What needs to be done
Look over the entries and say how many lines include the word "metal". Only the number, please.

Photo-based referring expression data
+++

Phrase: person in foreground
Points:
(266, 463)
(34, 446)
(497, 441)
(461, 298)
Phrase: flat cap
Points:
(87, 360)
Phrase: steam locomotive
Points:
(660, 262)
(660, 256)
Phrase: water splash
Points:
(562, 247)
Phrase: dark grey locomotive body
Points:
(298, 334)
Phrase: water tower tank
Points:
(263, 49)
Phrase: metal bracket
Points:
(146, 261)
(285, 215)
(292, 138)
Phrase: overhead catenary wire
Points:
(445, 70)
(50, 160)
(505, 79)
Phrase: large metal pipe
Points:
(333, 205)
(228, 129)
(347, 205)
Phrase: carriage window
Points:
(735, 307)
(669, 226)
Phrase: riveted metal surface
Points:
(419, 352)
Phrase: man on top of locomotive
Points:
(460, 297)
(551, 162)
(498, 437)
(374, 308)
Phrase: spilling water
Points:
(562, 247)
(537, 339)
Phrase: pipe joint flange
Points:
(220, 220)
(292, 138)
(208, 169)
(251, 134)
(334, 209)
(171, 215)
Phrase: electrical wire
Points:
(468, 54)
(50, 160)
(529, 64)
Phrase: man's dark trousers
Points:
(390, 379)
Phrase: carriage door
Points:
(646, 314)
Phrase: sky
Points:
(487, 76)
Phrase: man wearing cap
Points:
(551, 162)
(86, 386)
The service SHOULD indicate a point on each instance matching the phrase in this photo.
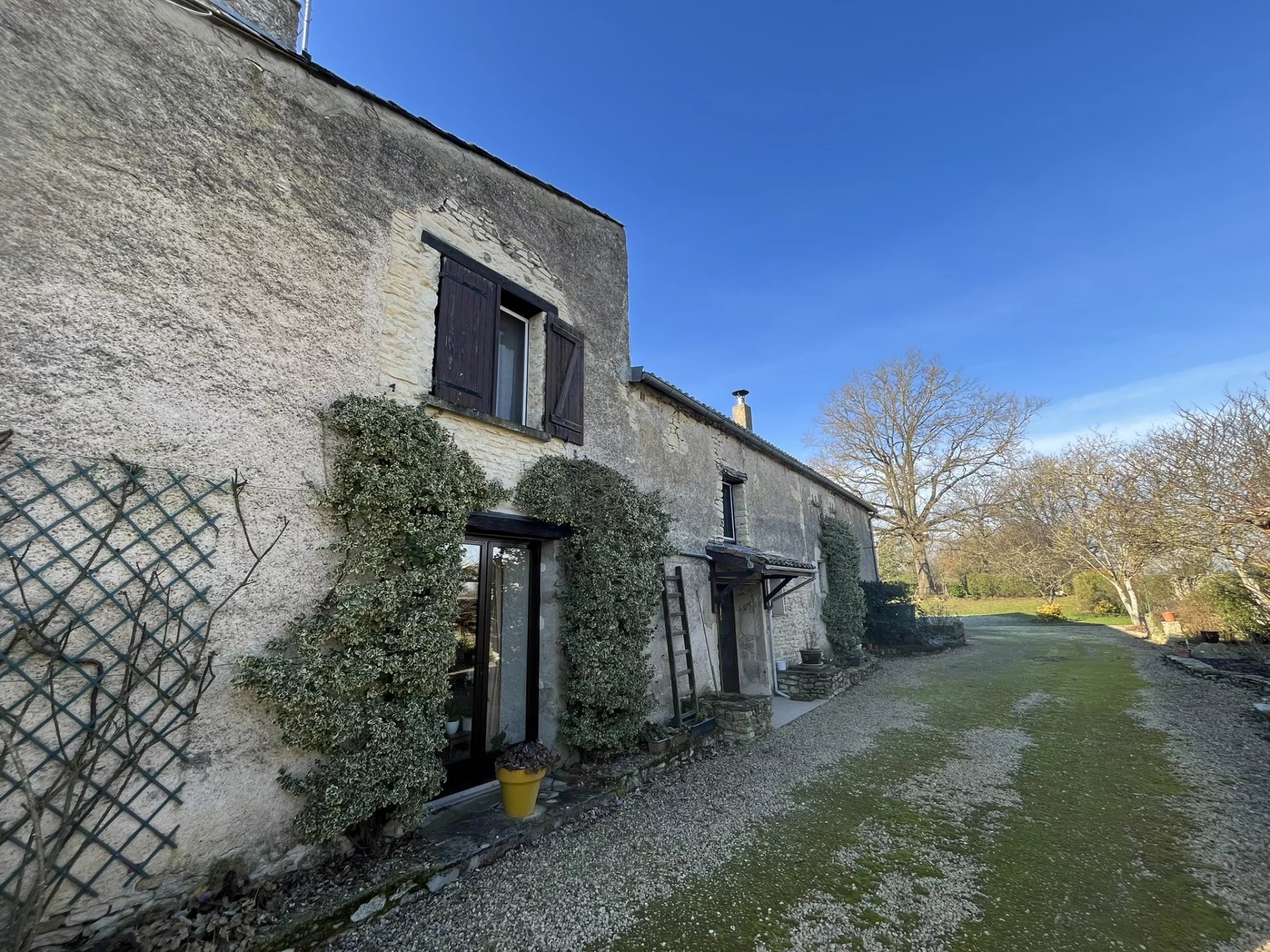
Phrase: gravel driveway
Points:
(1048, 787)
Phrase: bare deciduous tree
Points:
(913, 437)
(1095, 506)
(1210, 474)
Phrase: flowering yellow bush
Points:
(1050, 614)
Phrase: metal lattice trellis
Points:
(79, 542)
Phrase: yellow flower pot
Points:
(520, 790)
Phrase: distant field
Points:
(1024, 606)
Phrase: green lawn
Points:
(1021, 606)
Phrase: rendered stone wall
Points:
(244, 248)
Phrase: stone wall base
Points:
(741, 717)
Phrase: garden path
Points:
(1049, 787)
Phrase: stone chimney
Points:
(741, 414)
(278, 18)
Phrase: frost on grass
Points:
(922, 892)
(1029, 701)
(982, 779)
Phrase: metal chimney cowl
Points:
(741, 414)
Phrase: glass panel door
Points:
(460, 711)
(493, 682)
(507, 686)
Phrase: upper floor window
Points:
(730, 512)
(488, 329)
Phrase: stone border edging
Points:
(1202, 669)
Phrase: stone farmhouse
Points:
(208, 239)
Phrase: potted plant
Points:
(810, 651)
(520, 770)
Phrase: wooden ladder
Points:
(679, 648)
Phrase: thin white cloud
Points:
(1133, 409)
(1170, 385)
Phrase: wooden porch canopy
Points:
(732, 565)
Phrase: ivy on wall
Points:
(613, 586)
(362, 681)
(843, 608)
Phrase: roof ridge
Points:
(640, 376)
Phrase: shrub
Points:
(1050, 614)
(890, 616)
(613, 571)
(1221, 603)
(1095, 594)
(997, 586)
(362, 680)
(843, 611)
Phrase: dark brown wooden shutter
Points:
(566, 380)
(466, 317)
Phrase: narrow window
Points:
(513, 334)
(511, 371)
(486, 325)
(730, 513)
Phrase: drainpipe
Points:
(771, 647)
(305, 20)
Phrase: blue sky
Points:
(1064, 200)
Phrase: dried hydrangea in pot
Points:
(520, 770)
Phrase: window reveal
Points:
(486, 325)
(730, 512)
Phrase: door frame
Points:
(479, 767)
(727, 614)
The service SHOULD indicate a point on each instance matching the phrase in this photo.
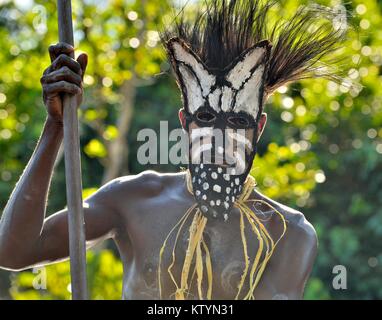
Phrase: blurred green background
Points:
(321, 151)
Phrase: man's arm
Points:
(25, 238)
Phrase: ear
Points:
(247, 76)
(194, 79)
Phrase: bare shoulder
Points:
(298, 227)
(146, 184)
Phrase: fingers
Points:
(62, 74)
(83, 61)
(64, 60)
(60, 87)
(60, 48)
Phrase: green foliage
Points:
(105, 273)
(320, 152)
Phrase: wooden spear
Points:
(76, 224)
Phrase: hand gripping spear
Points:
(77, 246)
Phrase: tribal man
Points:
(207, 232)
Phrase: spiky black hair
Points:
(224, 29)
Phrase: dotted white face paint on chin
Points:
(234, 91)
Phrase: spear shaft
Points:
(76, 223)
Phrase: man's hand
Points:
(64, 75)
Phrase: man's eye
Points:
(238, 121)
(205, 116)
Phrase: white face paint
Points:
(244, 80)
(211, 98)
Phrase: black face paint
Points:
(216, 182)
(229, 99)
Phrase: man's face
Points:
(221, 117)
(221, 151)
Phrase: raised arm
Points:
(26, 237)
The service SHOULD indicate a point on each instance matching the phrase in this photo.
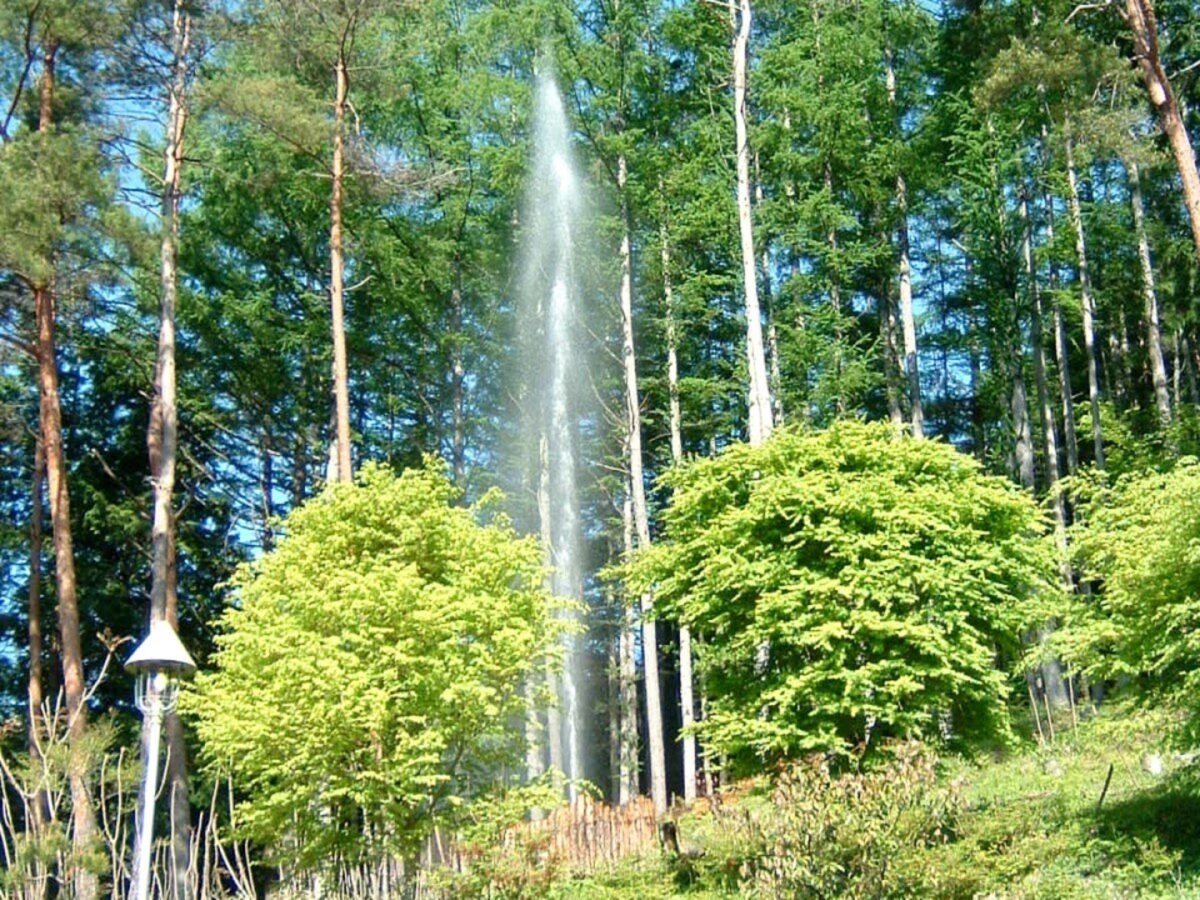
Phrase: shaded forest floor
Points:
(1030, 823)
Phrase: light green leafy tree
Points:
(1139, 540)
(847, 587)
(370, 672)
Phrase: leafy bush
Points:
(1139, 540)
(369, 673)
(826, 835)
(847, 587)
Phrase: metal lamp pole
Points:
(159, 663)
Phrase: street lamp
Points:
(160, 661)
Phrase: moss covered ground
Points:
(1027, 822)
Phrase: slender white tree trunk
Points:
(1150, 294)
(1140, 16)
(761, 420)
(162, 439)
(1060, 342)
(907, 321)
(553, 714)
(336, 276)
(628, 750)
(687, 695)
(641, 514)
(1089, 300)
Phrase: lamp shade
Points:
(161, 651)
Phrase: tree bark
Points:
(336, 275)
(35, 694)
(1140, 16)
(641, 514)
(553, 714)
(887, 315)
(761, 420)
(1060, 343)
(457, 379)
(687, 684)
(1150, 295)
(628, 749)
(162, 438)
(51, 421)
(907, 321)
(774, 371)
(1089, 301)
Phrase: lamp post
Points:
(160, 661)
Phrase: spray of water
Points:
(551, 289)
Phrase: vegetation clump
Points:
(849, 587)
(367, 676)
(1140, 540)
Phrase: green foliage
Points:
(369, 676)
(880, 576)
(1139, 539)
(843, 835)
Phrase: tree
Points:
(1139, 15)
(885, 573)
(52, 183)
(409, 628)
(761, 418)
(1139, 539)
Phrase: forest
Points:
(600, 448)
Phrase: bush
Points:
(370, 672)
(1139, 543)
(849, 587)
(825, 835)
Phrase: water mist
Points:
(555, 370)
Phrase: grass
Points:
(1031, 827)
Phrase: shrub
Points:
(847, 587)
(826, 835)
(370, 671)
(1139, 543)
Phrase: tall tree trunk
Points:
(1089, 301)
(761, 420)
(336, 275)
(1140, 16)
(1188, 366)
(35, 695)
(1045, 408)
(1071, 441)
(1150, 295)
(1051, 669)
(835, 300)
(162, 441)
(553, 714)
(907, 321)
(628, 749)
(774, 372)
(891, 357)
(51, 421)
(1019, 406)
(457, 378)
(687, 685)
(641, 514)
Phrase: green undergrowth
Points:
(1027, 823)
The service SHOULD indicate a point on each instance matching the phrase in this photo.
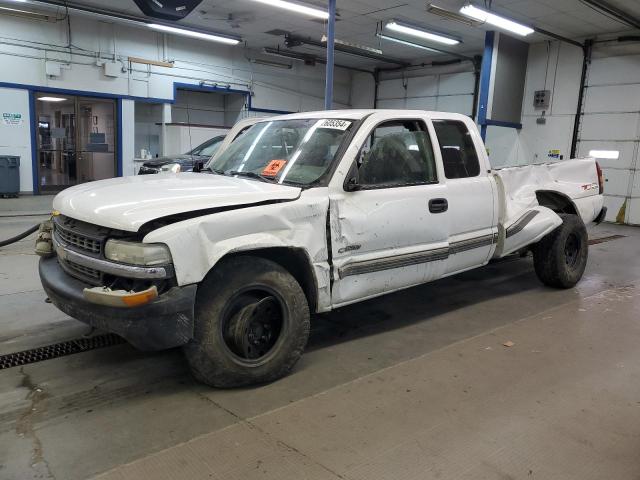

+++

Response to the exercise
6